**ANLEITUNG ZUR AUFGABE:** Überarbeite die Zeilen zwischen der Zeile mit "Where can you find the horizon?" und der Zeile mit "<point>73,175</point>", beide eingeschlossen, indem du "sand dune" durch "desert dune" ersetzt und alles andere unverändert lässt. Lass die Bilder in der Antwort weg.

"""

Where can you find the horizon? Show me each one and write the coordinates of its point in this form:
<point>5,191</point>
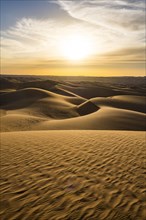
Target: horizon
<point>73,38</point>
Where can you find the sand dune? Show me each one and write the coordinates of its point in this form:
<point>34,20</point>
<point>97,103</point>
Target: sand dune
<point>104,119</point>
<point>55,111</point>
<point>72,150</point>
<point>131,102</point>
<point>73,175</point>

"""
"""

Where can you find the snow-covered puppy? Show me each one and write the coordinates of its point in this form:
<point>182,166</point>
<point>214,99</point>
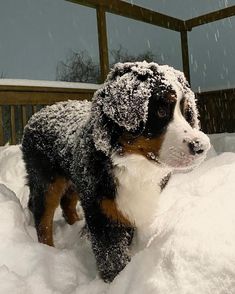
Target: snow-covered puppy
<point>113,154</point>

"""
"""

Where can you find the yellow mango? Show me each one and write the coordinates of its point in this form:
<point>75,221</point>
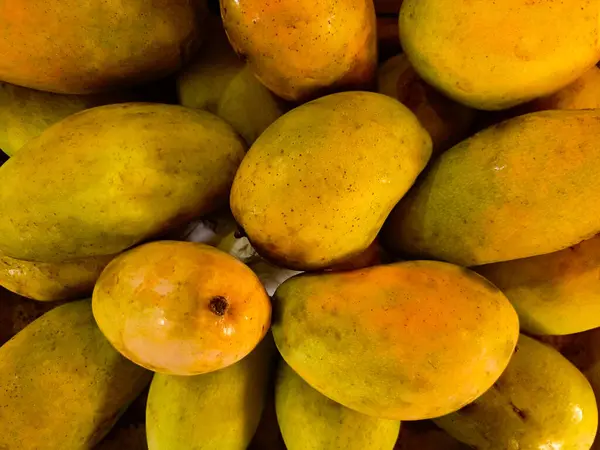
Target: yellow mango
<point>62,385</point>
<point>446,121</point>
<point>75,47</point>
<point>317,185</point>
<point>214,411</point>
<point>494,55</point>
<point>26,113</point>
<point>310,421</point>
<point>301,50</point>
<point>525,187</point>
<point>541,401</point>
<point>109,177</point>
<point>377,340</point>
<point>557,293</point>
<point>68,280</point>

"""

**DIE ANTWORT:**
Where can you find the horizon? Show me each one and write the coordinates of its point in this form:
<point>5,191</point>
Target: horizon
<point>73,38</point>
Where can you find the desert dune? Show me each one and write the coordinates of its point in this form:
<point>34,20</point>
<point>97,103</point>
Target: desert dune
<point>104,119</point>
<point>55,111</point>
<point>72,150</point>
<point>131,102</point>
<point>73,175</point>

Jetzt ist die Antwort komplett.